▸ **Problem to work on**
Repeat the data in full. No line may differ from the original.

▸ **Collected data**

# # # #

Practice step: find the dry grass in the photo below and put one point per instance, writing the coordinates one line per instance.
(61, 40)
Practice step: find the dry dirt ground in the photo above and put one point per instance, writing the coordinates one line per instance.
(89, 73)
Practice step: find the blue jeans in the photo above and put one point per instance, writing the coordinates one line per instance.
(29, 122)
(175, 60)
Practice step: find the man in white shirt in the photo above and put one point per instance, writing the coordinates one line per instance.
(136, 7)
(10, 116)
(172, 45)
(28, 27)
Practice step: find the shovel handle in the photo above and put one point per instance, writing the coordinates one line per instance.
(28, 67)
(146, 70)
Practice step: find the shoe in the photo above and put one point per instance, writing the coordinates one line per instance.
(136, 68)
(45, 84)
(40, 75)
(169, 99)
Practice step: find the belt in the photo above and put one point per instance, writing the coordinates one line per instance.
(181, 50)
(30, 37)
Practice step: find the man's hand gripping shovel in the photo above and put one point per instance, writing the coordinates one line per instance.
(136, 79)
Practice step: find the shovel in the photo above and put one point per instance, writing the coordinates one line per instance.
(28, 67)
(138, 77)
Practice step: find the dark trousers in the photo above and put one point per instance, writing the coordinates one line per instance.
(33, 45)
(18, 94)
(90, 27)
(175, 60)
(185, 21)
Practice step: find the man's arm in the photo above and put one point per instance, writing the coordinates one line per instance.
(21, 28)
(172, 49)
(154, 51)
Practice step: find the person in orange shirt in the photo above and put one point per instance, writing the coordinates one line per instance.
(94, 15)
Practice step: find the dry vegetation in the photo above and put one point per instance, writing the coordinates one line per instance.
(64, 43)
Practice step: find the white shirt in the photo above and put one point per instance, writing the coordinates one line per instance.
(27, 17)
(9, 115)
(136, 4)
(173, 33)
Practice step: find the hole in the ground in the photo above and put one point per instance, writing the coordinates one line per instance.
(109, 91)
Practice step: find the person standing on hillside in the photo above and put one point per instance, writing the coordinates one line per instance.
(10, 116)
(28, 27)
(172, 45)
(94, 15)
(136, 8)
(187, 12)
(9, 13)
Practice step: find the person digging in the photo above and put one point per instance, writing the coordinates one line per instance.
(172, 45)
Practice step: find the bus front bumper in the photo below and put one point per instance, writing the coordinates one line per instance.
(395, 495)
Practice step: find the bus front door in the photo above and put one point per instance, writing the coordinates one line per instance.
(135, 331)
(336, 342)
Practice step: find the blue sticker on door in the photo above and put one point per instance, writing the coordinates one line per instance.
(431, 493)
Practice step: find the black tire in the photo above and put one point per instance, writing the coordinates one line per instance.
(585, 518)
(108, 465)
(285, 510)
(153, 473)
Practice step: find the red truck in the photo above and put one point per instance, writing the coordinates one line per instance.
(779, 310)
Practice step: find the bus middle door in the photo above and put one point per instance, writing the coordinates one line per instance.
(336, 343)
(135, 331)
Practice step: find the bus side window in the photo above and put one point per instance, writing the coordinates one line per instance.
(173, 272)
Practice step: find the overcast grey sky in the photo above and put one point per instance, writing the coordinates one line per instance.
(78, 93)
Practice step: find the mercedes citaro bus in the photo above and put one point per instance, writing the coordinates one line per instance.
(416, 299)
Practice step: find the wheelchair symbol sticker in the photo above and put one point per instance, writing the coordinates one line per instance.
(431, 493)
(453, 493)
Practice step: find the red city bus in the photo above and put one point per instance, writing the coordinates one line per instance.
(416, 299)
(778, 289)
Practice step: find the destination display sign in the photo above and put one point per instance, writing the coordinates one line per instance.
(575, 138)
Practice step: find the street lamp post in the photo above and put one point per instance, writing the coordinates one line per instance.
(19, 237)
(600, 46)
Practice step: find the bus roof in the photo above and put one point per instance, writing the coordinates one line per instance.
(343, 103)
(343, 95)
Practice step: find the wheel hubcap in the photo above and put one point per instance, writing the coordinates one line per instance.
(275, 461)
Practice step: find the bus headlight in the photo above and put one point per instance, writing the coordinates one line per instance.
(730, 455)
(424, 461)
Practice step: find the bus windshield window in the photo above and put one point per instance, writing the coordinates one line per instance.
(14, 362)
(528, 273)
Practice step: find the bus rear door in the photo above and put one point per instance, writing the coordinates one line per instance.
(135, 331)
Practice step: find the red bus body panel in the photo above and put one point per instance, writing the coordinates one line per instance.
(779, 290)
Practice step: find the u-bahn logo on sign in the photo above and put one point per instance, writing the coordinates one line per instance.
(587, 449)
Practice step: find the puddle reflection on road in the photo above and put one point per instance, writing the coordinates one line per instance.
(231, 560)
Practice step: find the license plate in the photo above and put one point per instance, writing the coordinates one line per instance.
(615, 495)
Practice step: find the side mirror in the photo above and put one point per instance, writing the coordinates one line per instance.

# # # #

▸ **Exercise output**
Practice step: find the dry grass in the photo below and put one point per instance, writing the coordinates one line per instance.
(61, 40)
Practice step: find the dry dirt ground in the photo above and put one point per instance, writing the coordinates one line per instance.
(89, 73)
Practice step: find the blue jeans in the photo above and put one point per instance, writing the coordinates one line per instance.
(29, 122)
(175, 60)
Practice step: find the man in white shirt in the photo above and put one point per instance, writing the coordinates one line per instance.
(136, 7)
(10, 116)
(172, 45)
(28, 27)
Practice step: find the shovel handle in the photo above and put one point per instance, writing the coordinates one line per instance.
(28, 67)
(146, 70)
Practice step: find the shoe in the photo above and put one point per instance, writing the coordinates one line per instance.
(136, 68)
(45, 84)
(40, 75)
(169, 99)
Practice step: find the belt in the photo above and put one point per instance, writing the coordinates one line per instance.
(181, 50)
(30, 37)
Practice step: find the man's hand gripping shovel in the photo above and put one point per instance, writing the coordinates one line per instance.
(136, 79)
Practice step: find the shovel in the photo above and put one point per instance, writing the coordinates one line per instance.
(28, 67)
(138, 77)
Practice step: find the dark trousers in the photo above and put one point per instance, writing the coordinates one line per instance.
(33, 45)
(18, 94)
(90, 27)
(175, 60)
(185, 21)
Practice step: find the man's arm in the photo above and put one point per instance, writing the coordinates one line per instance.
(21, 28)
(172, 49)
(154, 51)
Practice step: find the person in orange shirt in the photo above and put one point per instance, writing the coordinates one line per instance.
(94, 15)
Practice step: find the dry vegetation in the photo above and put one point per instance, writing the coordinates one line per instance.
(64, 43)
Practice step: find the white shirt in the photo above and put one point per instance, writing the coordinates one line per instance.
(27, 17)
(9, 115)
(136, 4)
(173, 33)
Practice step: find the hole in the ground in the photo above and put one point per instance, writing the coordinates one line per instance.
(109, 91)
Practice step: find the person standing on hillside in the photo above and put one point per instance, writing the coordinates one line per instance.
(10, 116)
(28, 27)
(172, 45)
(94, 15)
(136, 8)
(187, 12)
(9, 13)
Practice step: find the person digging in the photo above and put one point per instance, writing the coordinates one line per instance.
(172, 45)
Practice step: find the bus front bumper in the photo below and put one point per instance, writing the coordinates one line per instance.
(395, 495)
Practice step: find the bus front door in the photo above and put one point per instance, writing the coordinates one line per instance.
(135, 331)
(336, 342)
Practice step: find the blue sticker on door in the photo above and put one point per instance, writing the coordinates one line per instance.
(431, 493)
Practice step: find the black tire in the photo above and put one point per instance, writing the coordinates one line per instance.
(585, 518)
(108, 465)
(285, 510)
(153, 473)
Practice step: find the red truck in the photo above and put one point per instance, writing the coordinates one line per instance.
(779, 310)
Practice step: find the bus middle door in the photo above and put one point per instance, writing the coordinates one line per instance.
(336, 343)
(135, 331)
Practice step: find the bus side window in the photo above and put one point per instance, writing the coordinates one line per instance.
(173, 272)
Practice step: find the overcast grey sky in the photo above and put one point per instance, writing the coordinates one line per instance.
(78, 93)
Practice step: find the mercedes citaro bus in the photo above and put one point per instance, writing the coordinates one line per instance.
(416, 299)
Practice step: find the wheelchair symbol sticker in the photo above and put one point per instance, writing the coordinates one line per instance.
(431, 493)
(453, 493)
Practice step: find the red city bus in the photo above and put one point per instance, writing the coordinates one line per instance.
(416, 299)
(778, 289)
Practice step: find the destination display sign in the photo above and put one point per instance, writing the coordinates one line per instance.
(575, 138)
Practice step: find the street lamp post in the photo above and put one point per instance, writing the coordinates one line per instance.
(19, 237)
(600, 46)
Practice step: find the bus roof in the photo above and put one point per instance, writing the coordinates one line per instance.
(343, 103)
(343, 95)
Practice step: find the wheel hubcap in the photo above and put one point per instance, writing the coordinates one line per instance.
(275, 461)
Practice step: find the bus headlight in the photo above and put one point per instance, writing the coordinates one line per instance.
(730, 455)
(424, 461)
Practice step: find the bus windshield window in the photo above and put one point per instance, writing the coordinates one line per instance.
(14, 362)
(528, 273)
Practice step: find the bus rear door in the photo above and put one point per instance, writing the coordinates one line per instance.
(135, 331)
Practice step: find the red bus body panel in the photo above and put one point per instance, writing the coordinates one line per instance.
(779, 290)
Practice step: find the u-bahn logo on sign in the photo above and put one point per instance, writing the coordinates one line per instance.
(587, 449)
Practice step: find the puddle reflection on road in the photo above and put one point per instance, writing the coordinates one line per instance.
(231, 560)
Practice step: find the license plate in the photo above and put one point per instance, writing the coordinates one line per instance.
(615, 495)
Practice step: find the side mirror in the photo above and put one point per instance, writing the coordinates one line per instance.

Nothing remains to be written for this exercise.